• _TASK REQUIREMENTS_
Copy out every row below, requests included, offsetting each x and y coordinate in the answers by +19.

• _RECORDS FOR THE EXERCISE_

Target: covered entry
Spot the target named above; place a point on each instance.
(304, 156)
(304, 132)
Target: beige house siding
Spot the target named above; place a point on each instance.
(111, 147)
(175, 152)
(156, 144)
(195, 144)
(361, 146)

• _WRITTEN RESPONSE_
Target: covered entry
Spot the target named above; place a point on each instance.
(323, 175)
(323, 151)
Target: beige house siding
Spot the target named above; place a point on each instance.
(130, 166)
(194, 171)
(175, 163)
(214, 163)
(380, 165)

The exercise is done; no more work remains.